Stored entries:
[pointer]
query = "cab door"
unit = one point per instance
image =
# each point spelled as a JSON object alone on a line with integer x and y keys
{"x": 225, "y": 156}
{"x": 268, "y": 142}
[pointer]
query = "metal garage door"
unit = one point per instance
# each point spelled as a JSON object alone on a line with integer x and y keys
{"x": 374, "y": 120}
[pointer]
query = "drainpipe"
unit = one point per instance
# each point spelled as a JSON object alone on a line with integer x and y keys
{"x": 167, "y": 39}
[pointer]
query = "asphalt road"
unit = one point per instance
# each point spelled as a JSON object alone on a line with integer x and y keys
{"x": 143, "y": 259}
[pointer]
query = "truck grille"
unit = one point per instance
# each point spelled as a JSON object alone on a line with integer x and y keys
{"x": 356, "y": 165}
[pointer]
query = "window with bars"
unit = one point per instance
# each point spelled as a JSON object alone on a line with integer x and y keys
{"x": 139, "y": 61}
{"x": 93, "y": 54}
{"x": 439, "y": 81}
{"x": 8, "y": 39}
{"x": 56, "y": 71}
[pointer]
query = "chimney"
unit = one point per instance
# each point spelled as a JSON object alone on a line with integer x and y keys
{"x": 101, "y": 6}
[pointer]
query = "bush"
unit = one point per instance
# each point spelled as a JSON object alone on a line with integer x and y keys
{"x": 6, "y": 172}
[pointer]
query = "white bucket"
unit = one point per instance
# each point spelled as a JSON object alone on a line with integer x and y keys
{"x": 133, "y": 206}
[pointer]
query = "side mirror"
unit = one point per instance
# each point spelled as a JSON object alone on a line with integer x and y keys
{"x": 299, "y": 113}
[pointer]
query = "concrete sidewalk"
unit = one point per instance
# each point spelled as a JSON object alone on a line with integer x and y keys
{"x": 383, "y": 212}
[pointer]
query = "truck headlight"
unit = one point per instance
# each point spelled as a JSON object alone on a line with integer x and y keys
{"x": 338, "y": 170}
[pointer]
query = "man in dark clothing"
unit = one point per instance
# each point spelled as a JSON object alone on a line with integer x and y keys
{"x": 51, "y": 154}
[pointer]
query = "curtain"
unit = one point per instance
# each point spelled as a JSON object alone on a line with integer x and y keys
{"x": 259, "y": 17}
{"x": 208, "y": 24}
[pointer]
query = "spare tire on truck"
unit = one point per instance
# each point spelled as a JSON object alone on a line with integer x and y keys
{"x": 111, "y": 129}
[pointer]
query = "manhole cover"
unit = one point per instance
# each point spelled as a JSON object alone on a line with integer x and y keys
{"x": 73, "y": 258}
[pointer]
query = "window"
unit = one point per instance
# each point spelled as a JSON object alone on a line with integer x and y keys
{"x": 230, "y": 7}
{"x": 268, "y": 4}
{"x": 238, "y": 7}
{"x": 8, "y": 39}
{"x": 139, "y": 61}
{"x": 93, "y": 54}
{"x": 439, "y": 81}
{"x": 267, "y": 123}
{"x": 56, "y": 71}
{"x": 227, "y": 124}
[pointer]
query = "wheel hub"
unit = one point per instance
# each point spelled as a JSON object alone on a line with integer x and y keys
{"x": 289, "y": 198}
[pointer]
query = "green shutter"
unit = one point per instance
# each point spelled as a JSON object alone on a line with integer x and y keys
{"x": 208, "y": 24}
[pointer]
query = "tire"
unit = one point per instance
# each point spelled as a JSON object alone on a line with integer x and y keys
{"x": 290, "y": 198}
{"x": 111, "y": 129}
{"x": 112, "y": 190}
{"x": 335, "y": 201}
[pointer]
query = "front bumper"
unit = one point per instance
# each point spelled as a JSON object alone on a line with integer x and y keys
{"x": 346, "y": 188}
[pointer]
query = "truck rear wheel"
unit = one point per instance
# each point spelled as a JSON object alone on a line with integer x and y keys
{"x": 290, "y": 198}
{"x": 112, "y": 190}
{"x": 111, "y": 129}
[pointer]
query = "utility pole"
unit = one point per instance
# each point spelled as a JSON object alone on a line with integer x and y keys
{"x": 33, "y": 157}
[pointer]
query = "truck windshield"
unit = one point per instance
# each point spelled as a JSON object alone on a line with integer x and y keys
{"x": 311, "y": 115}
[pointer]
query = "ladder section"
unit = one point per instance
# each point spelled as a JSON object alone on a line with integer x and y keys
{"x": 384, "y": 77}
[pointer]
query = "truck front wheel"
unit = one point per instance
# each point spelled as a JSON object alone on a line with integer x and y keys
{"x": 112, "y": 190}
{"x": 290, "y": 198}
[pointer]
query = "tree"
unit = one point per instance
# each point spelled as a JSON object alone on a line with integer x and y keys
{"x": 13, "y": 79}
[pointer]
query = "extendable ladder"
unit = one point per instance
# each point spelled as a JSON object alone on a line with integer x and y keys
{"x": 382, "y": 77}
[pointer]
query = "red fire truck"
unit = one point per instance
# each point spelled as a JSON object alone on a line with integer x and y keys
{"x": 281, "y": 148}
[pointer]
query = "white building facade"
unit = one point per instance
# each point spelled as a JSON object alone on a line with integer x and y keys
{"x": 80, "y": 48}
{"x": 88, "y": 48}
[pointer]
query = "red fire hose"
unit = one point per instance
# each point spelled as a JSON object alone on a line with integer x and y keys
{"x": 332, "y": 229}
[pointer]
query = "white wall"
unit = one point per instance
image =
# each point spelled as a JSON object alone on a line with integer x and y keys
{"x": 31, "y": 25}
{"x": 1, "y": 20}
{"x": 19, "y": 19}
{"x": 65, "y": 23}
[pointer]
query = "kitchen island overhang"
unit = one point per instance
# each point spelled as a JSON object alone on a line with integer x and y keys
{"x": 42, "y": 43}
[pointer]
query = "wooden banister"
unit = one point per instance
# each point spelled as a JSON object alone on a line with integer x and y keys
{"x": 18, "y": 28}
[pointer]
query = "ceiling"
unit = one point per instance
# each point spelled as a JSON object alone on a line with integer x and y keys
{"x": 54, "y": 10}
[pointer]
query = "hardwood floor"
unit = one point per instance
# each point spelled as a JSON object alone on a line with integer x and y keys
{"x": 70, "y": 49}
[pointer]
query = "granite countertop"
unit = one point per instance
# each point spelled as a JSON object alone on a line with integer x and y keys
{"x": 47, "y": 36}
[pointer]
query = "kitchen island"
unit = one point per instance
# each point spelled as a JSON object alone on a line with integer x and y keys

Task to carry out:
Count the lines of the listing above that contain the word "white", treating uppercase and lowercase as different, and give only the number.

Reply:
3